● **Passage provided**:

____________________

Thursday, May 2, 2013

this is how it really happened

i’ve been asked by several people who read this blog to give an account of the day of the flood.  since today is the 3rd anniversary i thought i’d try.
i’ll go back a day to saturday, may 1, 2010.  i had just been fired on friday for missing 4 days of work, with a doctor’s note, with bronchitis and pneumonia.  i spent the day on the couch angry and sick.  it rained all day.  HARD.  I-40 east was closed (one route to my aunt and uncles.)
i slept little the night of saturday-sunday.  it rained all night.
i got up before 6 a.m. on sunday morning and knew right away i wouldn’t try to get out for church.  still raining and i felt awful.  power was on and off all day.  i walked the dogs at about 9 a.m. for 10 minutes when the rain let up and talked to some neighbors.  i found that mcgavock was now closed.  there are 2 roads in and out of my neighborhood:  mcgavock and briley.  with mcgavock closed that eliminated my aunt and uncles house to the east and one of the routes south to daddy’s.
the rain continued, i struggled to breathe and thought about where to apply for a job.  outside my backyard fence there is a hill 10-12 feet down that leads to a common area about the size of a football field where our dogs can run without leashes.  in the center of this space there is a slight dip about a foot deep and 30 feet across.  by midday there was water in the hole.  every half hour i went out to look.  it never changed. 
3 p.m. i went out again to walk the dogs (my golden retriever and my pug.)  i learned then that briley parkway was closed, both north and south.  i was officially stuck.  no way out.  daddy lives south, mama west and my brother, north.  no matter – no way out.

____________________

● **Extracted material**:
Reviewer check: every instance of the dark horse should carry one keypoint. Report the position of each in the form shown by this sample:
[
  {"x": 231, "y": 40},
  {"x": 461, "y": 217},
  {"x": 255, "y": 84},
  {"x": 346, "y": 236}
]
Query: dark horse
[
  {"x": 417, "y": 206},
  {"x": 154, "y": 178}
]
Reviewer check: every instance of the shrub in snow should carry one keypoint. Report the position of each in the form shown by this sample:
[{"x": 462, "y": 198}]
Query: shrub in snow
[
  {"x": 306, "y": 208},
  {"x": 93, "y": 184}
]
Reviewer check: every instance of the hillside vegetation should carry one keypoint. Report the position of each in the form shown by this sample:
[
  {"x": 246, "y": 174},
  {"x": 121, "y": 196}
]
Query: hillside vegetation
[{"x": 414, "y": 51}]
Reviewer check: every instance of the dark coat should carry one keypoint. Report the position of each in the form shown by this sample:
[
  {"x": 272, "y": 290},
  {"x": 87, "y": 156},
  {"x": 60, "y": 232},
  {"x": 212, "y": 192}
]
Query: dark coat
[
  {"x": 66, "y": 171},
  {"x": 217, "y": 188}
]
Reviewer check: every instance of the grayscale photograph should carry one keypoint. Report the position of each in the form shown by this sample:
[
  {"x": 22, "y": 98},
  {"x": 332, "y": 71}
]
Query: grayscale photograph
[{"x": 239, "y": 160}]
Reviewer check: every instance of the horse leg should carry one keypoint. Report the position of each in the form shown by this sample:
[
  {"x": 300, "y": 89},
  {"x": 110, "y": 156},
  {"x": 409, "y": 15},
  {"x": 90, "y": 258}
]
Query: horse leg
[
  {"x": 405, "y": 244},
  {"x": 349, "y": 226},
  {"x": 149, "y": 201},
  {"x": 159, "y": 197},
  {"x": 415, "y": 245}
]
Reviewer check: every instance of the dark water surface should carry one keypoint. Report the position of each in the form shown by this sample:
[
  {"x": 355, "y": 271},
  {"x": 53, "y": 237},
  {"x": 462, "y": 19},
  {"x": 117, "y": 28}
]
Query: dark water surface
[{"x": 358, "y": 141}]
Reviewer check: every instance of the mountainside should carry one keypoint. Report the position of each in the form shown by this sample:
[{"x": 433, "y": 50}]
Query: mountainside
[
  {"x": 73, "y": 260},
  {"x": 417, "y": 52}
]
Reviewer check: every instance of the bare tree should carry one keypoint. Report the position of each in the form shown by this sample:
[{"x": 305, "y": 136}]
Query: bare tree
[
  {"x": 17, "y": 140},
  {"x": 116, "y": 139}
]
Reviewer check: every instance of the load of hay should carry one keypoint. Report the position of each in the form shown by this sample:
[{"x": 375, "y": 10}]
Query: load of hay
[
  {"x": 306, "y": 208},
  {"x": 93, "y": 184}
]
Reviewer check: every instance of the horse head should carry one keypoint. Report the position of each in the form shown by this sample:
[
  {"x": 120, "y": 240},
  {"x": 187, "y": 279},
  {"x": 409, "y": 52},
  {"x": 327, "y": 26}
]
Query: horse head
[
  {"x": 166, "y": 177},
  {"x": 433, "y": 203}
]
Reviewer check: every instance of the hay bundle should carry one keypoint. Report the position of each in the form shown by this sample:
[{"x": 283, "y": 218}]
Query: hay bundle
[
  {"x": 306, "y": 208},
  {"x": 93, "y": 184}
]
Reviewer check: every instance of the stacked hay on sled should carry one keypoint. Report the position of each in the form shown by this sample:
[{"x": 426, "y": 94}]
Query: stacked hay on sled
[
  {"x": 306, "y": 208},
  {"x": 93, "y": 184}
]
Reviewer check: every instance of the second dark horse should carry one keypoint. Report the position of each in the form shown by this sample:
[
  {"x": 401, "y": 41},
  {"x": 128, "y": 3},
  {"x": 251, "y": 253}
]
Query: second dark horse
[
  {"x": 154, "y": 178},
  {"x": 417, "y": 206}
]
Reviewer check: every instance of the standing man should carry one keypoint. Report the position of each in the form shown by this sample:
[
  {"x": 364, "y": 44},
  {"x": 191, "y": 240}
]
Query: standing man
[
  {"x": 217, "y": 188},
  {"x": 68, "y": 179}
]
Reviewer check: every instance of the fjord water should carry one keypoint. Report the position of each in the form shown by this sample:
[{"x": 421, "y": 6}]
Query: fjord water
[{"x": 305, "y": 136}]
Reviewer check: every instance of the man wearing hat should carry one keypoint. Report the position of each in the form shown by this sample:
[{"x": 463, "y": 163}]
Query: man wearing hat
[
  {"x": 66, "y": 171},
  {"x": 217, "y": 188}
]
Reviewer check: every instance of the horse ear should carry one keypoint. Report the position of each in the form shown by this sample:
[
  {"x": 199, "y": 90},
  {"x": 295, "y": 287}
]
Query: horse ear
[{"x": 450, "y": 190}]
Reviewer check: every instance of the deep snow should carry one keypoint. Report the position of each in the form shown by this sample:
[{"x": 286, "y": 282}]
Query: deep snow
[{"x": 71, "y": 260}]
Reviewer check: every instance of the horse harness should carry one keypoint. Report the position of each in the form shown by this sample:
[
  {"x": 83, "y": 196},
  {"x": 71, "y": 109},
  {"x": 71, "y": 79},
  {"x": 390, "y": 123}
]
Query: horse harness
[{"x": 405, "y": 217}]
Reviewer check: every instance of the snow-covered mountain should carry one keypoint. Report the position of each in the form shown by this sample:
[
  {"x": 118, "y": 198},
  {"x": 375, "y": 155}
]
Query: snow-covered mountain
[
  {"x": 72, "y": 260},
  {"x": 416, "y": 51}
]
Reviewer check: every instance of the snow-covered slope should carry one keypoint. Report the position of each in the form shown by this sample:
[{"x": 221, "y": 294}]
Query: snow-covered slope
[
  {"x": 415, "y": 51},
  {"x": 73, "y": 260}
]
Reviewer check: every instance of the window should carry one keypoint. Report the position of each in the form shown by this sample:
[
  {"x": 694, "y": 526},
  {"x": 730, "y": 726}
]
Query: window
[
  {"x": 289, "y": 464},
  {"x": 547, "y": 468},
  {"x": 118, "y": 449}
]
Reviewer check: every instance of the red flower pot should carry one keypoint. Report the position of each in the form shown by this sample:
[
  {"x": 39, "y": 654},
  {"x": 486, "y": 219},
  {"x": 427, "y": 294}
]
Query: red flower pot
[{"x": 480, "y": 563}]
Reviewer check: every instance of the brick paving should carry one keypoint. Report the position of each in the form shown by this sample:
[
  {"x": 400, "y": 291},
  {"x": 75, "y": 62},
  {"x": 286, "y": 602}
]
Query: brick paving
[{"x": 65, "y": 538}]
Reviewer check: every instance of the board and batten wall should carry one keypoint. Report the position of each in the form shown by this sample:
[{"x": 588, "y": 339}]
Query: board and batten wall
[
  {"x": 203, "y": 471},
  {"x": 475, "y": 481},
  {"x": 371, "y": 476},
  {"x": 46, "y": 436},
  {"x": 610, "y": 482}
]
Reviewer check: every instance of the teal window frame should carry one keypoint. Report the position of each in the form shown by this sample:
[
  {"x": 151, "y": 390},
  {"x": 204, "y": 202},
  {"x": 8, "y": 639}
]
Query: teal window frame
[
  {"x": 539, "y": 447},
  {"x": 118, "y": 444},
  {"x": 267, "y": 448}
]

____________________

● **Task item A**: According to the flood blog post, which two roads lead in and out of the writer's neighborhood?
● **Task item B**: Rewrite everything from "3 p.m. i went" down to "matter – no way out." in the flood blog post, swapping "golden retriever" for "beagle".
The records have no connection to the flood blog post.

● **Reply A**: McGavock and Briley.

● **Reply B**:
3 p.m. i went out again to walk the dogs (my beagle and my pug.)  i learned then that briley parkway was closed, both north and south.  i was officially stuck.  no way out.  daddy lives south, mama west and my brother, north.  no matter – no way out.